**Exercise instructions**.
Copy out the listing below word for word, keeping every line as it appears.

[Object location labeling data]
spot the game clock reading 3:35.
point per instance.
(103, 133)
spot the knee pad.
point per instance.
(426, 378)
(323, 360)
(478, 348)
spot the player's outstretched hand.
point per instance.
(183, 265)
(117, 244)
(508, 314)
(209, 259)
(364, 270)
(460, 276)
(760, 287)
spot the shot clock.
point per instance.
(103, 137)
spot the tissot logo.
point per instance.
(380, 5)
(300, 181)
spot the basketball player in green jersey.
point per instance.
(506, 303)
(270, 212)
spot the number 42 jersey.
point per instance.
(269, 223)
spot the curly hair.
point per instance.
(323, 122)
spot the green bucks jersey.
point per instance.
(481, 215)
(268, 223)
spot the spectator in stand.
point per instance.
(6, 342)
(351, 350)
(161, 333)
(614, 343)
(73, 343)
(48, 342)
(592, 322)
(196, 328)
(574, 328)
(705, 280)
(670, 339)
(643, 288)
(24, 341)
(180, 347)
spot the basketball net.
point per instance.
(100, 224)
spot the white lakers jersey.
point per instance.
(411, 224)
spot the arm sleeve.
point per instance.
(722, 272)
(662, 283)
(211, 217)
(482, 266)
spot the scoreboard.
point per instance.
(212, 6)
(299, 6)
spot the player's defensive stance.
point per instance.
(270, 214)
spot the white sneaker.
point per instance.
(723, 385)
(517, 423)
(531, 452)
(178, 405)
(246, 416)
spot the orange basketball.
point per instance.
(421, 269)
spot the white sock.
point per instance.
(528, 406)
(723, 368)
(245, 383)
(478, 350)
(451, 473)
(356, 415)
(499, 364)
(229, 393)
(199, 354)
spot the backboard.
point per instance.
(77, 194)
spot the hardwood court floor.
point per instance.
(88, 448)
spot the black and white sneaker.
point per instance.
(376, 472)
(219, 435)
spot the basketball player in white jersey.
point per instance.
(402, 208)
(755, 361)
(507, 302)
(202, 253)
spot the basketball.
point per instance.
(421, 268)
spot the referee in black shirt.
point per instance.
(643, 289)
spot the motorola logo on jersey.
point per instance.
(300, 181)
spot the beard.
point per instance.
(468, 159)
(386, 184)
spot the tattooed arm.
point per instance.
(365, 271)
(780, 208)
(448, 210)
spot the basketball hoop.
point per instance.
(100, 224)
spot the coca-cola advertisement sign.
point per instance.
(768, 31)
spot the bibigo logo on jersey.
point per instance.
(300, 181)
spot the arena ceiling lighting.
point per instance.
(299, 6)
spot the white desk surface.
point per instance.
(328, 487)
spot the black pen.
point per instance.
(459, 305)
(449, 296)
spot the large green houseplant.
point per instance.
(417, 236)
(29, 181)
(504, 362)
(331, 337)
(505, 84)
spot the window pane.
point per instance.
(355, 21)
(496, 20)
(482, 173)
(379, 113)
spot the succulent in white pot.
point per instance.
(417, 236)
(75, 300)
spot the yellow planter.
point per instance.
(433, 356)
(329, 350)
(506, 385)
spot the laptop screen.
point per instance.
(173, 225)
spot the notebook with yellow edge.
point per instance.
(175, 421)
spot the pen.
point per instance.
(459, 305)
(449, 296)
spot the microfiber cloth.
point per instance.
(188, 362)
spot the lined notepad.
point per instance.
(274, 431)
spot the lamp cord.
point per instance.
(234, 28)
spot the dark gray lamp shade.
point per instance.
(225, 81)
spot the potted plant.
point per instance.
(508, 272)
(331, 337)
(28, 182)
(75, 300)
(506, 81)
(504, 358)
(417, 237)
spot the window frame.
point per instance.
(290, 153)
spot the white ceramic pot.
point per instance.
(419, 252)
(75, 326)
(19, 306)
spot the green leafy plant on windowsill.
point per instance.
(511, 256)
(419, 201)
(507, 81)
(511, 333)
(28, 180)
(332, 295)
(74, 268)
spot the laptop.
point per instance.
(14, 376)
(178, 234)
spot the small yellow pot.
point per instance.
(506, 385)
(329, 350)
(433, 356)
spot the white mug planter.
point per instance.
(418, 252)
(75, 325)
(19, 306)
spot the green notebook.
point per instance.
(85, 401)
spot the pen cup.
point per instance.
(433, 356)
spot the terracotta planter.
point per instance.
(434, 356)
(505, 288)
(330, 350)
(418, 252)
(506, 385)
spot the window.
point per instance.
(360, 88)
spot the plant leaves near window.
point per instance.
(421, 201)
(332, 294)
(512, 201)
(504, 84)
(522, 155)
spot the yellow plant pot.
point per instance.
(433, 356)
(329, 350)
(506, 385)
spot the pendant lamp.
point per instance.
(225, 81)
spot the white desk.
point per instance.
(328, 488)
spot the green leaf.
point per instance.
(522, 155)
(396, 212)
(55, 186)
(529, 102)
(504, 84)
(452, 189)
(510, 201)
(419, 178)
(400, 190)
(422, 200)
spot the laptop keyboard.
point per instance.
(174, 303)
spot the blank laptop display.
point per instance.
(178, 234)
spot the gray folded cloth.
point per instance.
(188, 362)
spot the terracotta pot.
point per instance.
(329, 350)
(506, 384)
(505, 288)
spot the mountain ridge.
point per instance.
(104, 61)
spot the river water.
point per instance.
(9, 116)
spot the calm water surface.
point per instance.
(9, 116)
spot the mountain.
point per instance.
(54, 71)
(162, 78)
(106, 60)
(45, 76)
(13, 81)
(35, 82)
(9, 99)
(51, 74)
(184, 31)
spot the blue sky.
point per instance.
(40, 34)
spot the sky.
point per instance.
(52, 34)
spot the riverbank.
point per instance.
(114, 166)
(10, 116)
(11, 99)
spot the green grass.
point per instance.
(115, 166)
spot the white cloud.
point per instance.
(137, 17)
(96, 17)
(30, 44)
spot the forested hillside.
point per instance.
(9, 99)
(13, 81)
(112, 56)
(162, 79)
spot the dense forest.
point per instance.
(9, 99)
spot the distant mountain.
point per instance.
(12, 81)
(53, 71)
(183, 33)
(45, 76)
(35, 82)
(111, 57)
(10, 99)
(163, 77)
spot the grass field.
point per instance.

**Task solution**.
spot the game clock reading 3:35.
point per instance.
(103, 133)
spot the knee pad.
point per instance.
(426, 378)
(323, 360)
(478, 348)
spot the player's outstretched hand.
point per instance.
(183, 265)
(117, 244)
(508, 314)
(209, 259)
(364, 270)
(460, 276)
(760, 287)
spot the shot clock.
point per instance.
(103, 137)
spot the tissot logo.
point per instance.
(380, 5)
(300, 181)
spot the basketball player in green jersey.
point per instance.
(506, 303)
(270, 212)
spot the number 42 jersey.
point per instance.
(269, 223)
spot the curly hair.
point per instance.
(323, 122)
spot the green bucks jersey.
point per instance.
(481, 215)
(268, 223)
spot the spectator in stand.
point per instance.
(6, 342)
(351, 350)
(161, 333)
(614, 343)
(73, 343)
(48, 342)
(592, 322)
(196, 328)
(574, 328)
(705, 280)
(670, 339)
(643, 288)
(24, 341)
(180, 347)
spot the basketball net.
point per instance.
(100, 224)
spot the white lakers jersey.
point per instance.
(411, 224)
spot the arm sleeve.
point per instance.
(722, 272)
(662, 283)
(211, 217)
(482, 266)
spot the scoreboard.
point per instance.
(212, 6)
(299, 6)
spot the player's defensive stance.
point per instance.
(270, 214)
spot the white sneaker.
point per instance.
(723, 385)
(517, 423)
(531, 452)
(178, 405)
(246, 416)
spot the orange basketball.
point per instance.
(421, 269)
spot the white sock.
point per instance.
(528, 406)
(723, 368)
(245, 383)
(478, 350)
(451, 473)
(356, 415)
(499, 364)
(229, 393)
(199, 354)
spot the backboard.
point per instance.
(77, 194)
spot the hardwood court floor.
point per instance.
(88, 448)
spot the black and white sneaker.
point per instance.
(376, 472)
(219, 435)
spot the basketball player in white jersey.
point per instance.
(402, 208)
(755, 361)
(507, 302)
(202, 253)
spot the basketball.
point per instance.
(421, 268)
spot the referee in black shirt.
point per instance.
(643, 289)
spot the motorola logo on jersey.
point per instance.
(300, 181)
spot the beard.
point per instance.
(468, 159)
(386, 184)
spot the tattooed arm.
point per instance.
(365, 271)
(780, 208)
(448, 210)
spot the basketball hoop.
point per instance.
(100, 224)
spot the coca-cola advertisement sign.
point per instance.
(768, 31)
spot the bibigo logo on jersey.
point per instance.
(300, 181)
spot the arena ceiling lighting.
point per instance.
(299, 6)
spot the white desk surface.
point per instance.
(328, 487)
spot the black pen.
point per instance.
(459, 305)
(449, 296)
spot the large green houseplant.
point per instance.
(417, 236)
(29, 181)
(504, 362)
(331, 337)
(505, 84)
spot the window pane.
point per instance.
(355, 21)
(496, 20)
(482, 173)
(379, 113)
spot the succulent in white pot.
point per instance.
(417, 236)
(75, 300)
spot the yellow planter.
point per instance.
(433, 356)
(329, 350)
(506, 385)
spot the laptop screen.
point per instance.
(173, 225)
spot the notebook with yellow edge.
point per instance.
(175, 421)
spot the pen.
point per instance.
(459, 305)
(449, 296)
spot the microfiber cloth.
point per instance.
(188, 362)
spot the lined notepad.
point per instance.
(274, 431)
spot the lamp cord.
point per instance.
(234, 28)
spot the dark gray lamp shade.
point per instance.
(225, 81)
spot the potted plant.
point per instance.
(508, 272)
(331, 337)
(28, 182)
(75, 300)
(506, 81)
(504, 358)
(417, 237)
spot the window frame.
point per instance.
(290, 153)
spot the white ceramic pot.
point per instance.
(419, 252)
(75, 326)
(19, 306)
spot the green leafy plant on windowsill.
point per instance.
(511, 256)
(419, 201)
(507, 81)
(511, 333)
(28, 180)
(332, 295)
(74, 268)
spot the laptop.
point per instance.
(14, 376)
(178, 234)
spot the small yellow pot.
point per instance.
(506, 385)
(329, 350)
(433, 356)
spot the white mug planter.
point per instance.
(418, 252)
(75, 325)
(19, 306)
spot the green notebook.
point per instance.
(85, 401)
spot the pen cup.
point per instance.
(433, 356)
spot the terracotta planter.
point per instance.
(434, 356)
(505, 288)
(330, 350)
(418, 252)
(506, 385)
spot the window.
point per instance.
(360, 88)
spot the plant leaves near window.
point per instance.
(421, 201)
(332, 294)
(512, 201)
(504, 84)
(522, 155)
spot the yellow plant pot.
point per instance.
(433, 356)
(329, 350)
(506, 385)
spot the pendant lamp.
point per instance.
(225, 81)
spot the white desk.
point per instance.
(328, 488)
spot the green leaf.
point per instance.
(522, 155)
(396, 212)
(55, 186)
(529, 102)
(504, 84)
(452, 189)
(510, 201)
(419, 178)
(400, 190)
(422, 200)
spot the laptop keyboard.
point per instance.
(174, 303)
spot the blank laptop display.
point per instance.
(178, 234)
spot the gray folded cloth.
point per instance.
(188, 362)
spot the terracotta pot.
point per instance.
(329, 350)
(506, 384)
(505, 288)
spot the mountain ridge.
point per instance.
(104, 61)
spot the river water.
point per instance.
(9, 116)
spot the calm water surface.
point per instance.
(9, 116)
spot the mountain.
point per instance.
(54, 71)
(162, 78)
(106, 60)
(45, 76)
(13, 81)
(35, 82)
(9, 99)
(51, 74)
(184, 31)
spot the blue sky.
point per instance.
(40, 34)
spot the sky.
point per instance.
(52, 34)
spot the riverbank.
point per instance.
(114, 166)
(10, 116)
(11, 99)
spot the green grass.
point per instance.
(115, 166)
spot the white cloud.
point per instance.
(137, 17)
(96, 17)
(30, 44)
spot the forested hillside.
point per instance.
(9, 99)
(13, 81)
(112, 56)
(162, 79)
spot the dense forest.
point per instance.
(9, 99)
spot the distant mountain.
point per instance.
(12, 81)
(53, 71)
(183, 33)
(45, 76)
(35, 82)
(111, 57)
(10, 99)
(163, 77)
spot the grass field.
point per instance.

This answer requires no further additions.